> _GIVEN EXERCISE_
Produce an exact copy of the lines from the line containing "Q: Identify a point on each instance of the stone masonry" through the last line of the entries below, and only those lines.

[Excerpts of location labeling data]
******************************

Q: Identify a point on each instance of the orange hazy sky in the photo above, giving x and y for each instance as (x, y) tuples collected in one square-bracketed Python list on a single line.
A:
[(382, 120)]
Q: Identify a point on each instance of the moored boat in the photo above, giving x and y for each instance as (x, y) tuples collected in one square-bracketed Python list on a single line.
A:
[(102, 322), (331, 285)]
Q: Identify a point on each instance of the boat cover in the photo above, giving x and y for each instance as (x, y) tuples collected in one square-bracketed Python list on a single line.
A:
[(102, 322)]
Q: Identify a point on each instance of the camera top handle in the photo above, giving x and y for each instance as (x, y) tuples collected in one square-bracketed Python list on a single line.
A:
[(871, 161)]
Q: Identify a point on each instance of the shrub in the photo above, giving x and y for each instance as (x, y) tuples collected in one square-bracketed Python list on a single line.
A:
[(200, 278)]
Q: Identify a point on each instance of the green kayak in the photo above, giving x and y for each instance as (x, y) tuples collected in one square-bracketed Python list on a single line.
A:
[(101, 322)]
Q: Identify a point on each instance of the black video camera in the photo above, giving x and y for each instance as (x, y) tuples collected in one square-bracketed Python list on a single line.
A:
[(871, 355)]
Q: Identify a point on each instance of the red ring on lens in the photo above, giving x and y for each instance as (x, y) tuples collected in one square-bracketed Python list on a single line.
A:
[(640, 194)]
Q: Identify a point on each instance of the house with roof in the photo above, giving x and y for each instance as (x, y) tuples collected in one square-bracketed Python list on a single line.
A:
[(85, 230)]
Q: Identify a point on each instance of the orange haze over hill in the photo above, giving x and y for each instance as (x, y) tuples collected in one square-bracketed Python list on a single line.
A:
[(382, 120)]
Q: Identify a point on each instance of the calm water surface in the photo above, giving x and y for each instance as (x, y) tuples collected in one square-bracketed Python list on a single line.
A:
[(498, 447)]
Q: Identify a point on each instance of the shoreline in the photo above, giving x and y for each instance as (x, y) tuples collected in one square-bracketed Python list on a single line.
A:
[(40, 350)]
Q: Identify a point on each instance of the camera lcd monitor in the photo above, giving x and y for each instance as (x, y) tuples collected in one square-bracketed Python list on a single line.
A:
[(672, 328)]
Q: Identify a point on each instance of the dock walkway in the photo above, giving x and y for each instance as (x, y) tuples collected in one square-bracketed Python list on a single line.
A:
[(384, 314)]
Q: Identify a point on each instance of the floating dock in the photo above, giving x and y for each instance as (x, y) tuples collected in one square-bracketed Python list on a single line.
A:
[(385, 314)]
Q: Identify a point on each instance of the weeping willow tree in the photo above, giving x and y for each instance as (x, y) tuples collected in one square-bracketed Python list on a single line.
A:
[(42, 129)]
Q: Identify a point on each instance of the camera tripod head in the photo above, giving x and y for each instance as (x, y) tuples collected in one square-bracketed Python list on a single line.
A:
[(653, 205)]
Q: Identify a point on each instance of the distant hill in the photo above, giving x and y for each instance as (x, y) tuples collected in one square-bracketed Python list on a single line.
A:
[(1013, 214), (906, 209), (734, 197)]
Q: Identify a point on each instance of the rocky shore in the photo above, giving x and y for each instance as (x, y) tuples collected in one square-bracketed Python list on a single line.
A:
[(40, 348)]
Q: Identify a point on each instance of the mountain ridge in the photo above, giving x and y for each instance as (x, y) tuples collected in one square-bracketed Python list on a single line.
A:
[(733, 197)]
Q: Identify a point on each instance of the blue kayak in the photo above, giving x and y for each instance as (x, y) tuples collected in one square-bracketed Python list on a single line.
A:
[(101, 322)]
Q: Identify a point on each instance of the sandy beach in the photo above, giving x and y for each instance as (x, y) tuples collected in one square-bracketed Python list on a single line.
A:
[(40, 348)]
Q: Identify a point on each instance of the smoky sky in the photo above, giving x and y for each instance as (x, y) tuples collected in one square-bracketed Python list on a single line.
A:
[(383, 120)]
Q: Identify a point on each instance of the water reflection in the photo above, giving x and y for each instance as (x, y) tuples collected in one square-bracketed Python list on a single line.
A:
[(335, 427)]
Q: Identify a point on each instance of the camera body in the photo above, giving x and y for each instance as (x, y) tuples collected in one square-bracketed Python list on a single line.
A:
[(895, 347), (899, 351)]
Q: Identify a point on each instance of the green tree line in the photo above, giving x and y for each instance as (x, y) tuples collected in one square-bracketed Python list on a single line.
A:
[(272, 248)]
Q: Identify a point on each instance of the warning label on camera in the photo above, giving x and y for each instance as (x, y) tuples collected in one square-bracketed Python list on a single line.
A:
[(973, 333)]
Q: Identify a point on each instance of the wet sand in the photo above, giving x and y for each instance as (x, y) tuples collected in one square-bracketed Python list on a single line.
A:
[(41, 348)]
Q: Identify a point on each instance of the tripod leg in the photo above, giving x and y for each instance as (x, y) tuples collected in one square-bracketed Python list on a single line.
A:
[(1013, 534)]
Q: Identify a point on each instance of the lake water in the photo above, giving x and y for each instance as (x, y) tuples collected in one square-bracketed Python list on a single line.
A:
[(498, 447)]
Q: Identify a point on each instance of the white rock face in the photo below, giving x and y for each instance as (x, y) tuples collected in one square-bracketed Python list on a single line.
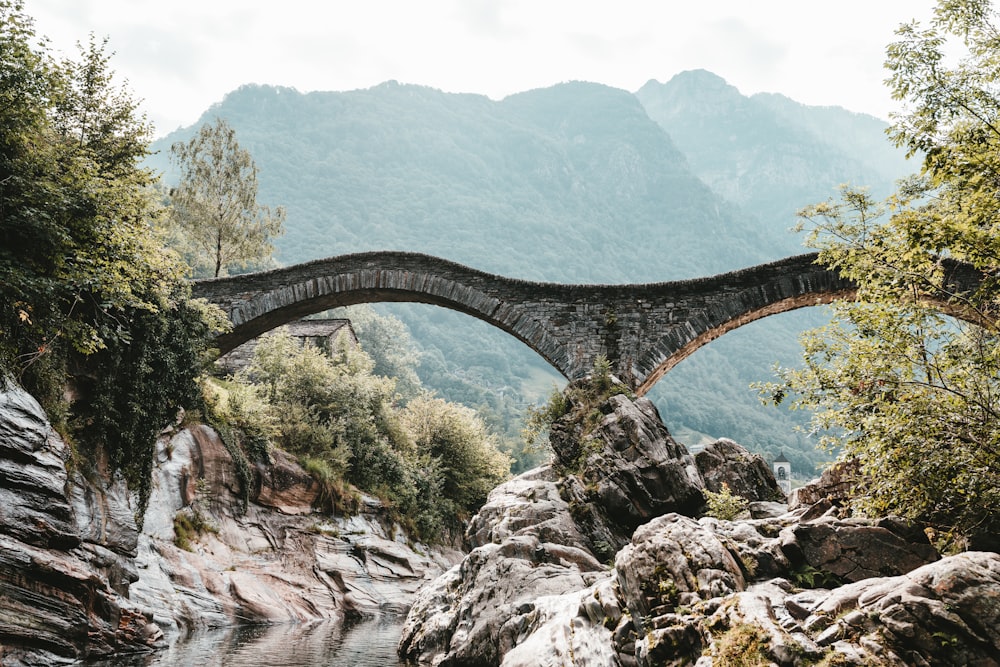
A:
[(262, 565), (688, 591)]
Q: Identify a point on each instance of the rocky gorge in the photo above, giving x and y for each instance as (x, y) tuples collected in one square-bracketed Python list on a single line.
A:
[(604, 557), (80, 580)]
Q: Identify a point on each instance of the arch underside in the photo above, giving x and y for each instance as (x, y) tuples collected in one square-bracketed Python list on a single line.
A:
[(509, 319), (664, 363)]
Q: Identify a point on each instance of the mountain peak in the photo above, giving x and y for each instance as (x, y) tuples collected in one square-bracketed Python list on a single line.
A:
[(697, 90)]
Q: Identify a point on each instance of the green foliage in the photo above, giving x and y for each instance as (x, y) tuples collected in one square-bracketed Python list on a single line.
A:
[(90, 301), (465, 453), (215, 203), (433, 461), (724, 505), (577, 183), (742, 645), (914, 395), (388, 342)]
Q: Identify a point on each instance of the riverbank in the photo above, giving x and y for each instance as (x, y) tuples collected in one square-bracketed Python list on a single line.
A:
[(80, 580)]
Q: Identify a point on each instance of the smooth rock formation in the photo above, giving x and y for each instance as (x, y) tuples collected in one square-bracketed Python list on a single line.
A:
[(65, 551), (78, 580), (690, 591), (747, 475), (271, 562)]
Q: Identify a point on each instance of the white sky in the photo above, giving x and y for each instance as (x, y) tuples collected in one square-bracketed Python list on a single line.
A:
[(181, 56)]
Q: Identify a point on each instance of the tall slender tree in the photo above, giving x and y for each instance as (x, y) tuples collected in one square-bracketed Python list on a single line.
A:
[(216, 204), (912, 395)]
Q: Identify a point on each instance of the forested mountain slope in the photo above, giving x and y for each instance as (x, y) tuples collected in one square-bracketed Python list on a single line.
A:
[(577, 183)]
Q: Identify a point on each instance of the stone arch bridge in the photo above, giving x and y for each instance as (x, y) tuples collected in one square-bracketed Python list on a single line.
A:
[(644, 330)]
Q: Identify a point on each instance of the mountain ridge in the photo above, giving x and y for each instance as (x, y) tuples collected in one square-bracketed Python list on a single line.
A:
[(574, 183)]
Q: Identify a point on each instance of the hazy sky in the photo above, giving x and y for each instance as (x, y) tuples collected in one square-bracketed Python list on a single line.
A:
[(181, 56)]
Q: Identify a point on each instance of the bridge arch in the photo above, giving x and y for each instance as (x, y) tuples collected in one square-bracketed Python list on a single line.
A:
[(644, 330), (259, 302)]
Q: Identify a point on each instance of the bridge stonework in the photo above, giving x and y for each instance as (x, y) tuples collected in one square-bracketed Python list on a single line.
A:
[(643, 330)]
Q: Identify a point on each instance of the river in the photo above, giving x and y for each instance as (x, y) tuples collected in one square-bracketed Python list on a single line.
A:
[(367, 643)]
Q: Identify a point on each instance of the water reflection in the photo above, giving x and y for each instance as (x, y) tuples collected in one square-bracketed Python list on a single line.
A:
[(368, 643)]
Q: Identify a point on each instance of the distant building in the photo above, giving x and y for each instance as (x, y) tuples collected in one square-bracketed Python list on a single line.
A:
[(319, 333), (783, 473)]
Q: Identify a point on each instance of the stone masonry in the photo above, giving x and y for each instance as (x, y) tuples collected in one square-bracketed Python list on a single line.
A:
[(644, 330)]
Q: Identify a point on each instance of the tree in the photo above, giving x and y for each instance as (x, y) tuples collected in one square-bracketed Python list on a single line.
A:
[(913, 395), (215, 202), (88, 298), (457, 440)]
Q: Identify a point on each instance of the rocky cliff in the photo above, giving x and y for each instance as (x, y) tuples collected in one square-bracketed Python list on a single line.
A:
[(79, 580), (600, 559)]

******************************

> _OUTPUT FOR THIS TASK_
Q: Identify a point on each instance of the stone masonry in the photo above, giving x and y for each instance as (x, y) tuples collected in one square-bracketed Python list on a single line.
A:
[(644, 330)]
Q: Identify a point on each instance of the tree in the photo above, giving x and y for each instance as (x, y) tuples collected in one square-bracketed Python list on a single line.
A:
[(913, 395), (215, 202), (88, 298), (457, 440)]
Q: Identify a point on each instance of the rocky cliff in the photo above, giving x and y for each instance as (x, y) tuples collected in one square-bracketed Python list on a single line.
A:
[(79, 580), (600, 559)]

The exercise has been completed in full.